[Start of Data provided]
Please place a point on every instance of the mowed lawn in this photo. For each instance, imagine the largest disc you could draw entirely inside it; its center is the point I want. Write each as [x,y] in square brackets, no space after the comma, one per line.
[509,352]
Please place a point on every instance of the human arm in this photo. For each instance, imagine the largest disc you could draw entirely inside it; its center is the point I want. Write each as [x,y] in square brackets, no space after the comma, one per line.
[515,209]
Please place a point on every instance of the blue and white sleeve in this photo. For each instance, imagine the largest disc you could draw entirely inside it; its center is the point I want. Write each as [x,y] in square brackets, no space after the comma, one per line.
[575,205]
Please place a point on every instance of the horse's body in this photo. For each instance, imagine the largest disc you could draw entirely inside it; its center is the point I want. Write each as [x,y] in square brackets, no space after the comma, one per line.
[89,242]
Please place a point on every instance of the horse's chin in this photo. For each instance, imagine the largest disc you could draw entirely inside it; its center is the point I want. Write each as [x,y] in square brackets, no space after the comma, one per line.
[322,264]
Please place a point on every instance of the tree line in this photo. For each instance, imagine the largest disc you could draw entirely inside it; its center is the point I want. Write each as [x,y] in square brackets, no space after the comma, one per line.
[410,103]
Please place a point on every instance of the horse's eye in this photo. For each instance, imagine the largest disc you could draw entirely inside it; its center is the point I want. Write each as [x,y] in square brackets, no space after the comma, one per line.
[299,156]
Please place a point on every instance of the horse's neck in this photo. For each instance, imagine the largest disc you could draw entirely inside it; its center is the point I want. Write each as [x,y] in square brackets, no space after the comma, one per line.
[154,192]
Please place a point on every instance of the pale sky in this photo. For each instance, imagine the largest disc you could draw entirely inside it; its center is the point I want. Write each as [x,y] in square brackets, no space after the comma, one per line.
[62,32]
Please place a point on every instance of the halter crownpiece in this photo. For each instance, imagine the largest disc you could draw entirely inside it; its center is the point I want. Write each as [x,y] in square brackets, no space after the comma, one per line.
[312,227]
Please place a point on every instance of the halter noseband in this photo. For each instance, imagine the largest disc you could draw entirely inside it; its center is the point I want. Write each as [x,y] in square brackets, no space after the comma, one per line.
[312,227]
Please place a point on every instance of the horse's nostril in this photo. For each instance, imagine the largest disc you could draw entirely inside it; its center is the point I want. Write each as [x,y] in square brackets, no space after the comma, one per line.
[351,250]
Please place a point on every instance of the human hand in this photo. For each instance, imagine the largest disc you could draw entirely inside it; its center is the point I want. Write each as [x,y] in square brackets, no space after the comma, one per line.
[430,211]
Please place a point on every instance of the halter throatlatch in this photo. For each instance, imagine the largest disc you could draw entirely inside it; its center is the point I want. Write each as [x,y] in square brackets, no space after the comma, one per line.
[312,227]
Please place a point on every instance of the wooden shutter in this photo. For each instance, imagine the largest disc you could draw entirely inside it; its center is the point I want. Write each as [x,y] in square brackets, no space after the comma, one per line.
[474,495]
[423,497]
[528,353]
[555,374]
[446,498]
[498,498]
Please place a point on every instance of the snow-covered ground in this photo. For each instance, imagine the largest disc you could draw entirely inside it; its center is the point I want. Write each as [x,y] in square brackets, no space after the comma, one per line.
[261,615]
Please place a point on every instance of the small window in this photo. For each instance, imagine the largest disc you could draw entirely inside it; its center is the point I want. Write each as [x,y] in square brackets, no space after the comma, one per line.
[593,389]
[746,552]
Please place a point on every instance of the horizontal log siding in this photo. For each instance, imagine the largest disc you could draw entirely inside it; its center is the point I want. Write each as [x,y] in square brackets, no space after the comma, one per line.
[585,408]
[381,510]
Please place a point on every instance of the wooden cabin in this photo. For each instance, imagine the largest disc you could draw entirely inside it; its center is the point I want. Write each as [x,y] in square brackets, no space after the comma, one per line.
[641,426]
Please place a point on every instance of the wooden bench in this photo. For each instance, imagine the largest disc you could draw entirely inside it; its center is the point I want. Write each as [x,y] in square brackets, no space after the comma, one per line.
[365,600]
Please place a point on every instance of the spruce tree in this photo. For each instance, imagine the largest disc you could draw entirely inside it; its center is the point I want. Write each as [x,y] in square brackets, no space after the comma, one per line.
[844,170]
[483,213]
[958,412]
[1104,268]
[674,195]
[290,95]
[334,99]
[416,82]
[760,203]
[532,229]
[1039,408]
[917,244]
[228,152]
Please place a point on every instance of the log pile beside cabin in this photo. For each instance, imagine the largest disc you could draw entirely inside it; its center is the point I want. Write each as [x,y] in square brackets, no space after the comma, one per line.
[End of Data provided]
What you will do:
Everything from the line containing "Please place a point on every instance of the horizontal" through the final line of the listing, inclusive, must be reproduced exactly; leave out the rest.

Full response:
Please place a point on every instance of the horizontal log siding in this photo. For each instance, imagine the largest disc you could draw entirely inside it; its center is the point I want. Write each as [x,y] in square brackets, no space after the comma, one per line.
[585,408]
[381,510]
Please place a point on every instance of the wooden cabin in this photo. For each instance, imagine the largest disc you could draw entirely inside it; its center is the point I want. Write each as [x,y] in square brackets, no space after the comma, one per line.
[641,426]
Please place a point on every instance of the wooden bench in this photo. For each instance, imagine the largest disc you could draw entirely inside it; its center is the point I want. Write each as [x,y] in square brackets, no space after the comma, one per line.
[365,600]
Please place a point on every instance of the spruce tree in this photo. For each instance, imagine the largest disc you could draw entirely inside it; its center is the point I want. Write each as [x,y] in square brackets, no space after the comma, one per line.
[844,170]
[483,213]
[958,412]
[1104,268]
[674,195]
[290,95]
[334,99]
[416,82]
[760,203]
[532,229]
[1039,408]
[917,244]
[228,152]
Please place a point on every instance of the log pile beside cabin in this photo. For each instance, imagine the largest disc you could draw entirely inside it; its center is the point I want. Write each as [x,y] in square brackets, no space after the comma, one per line.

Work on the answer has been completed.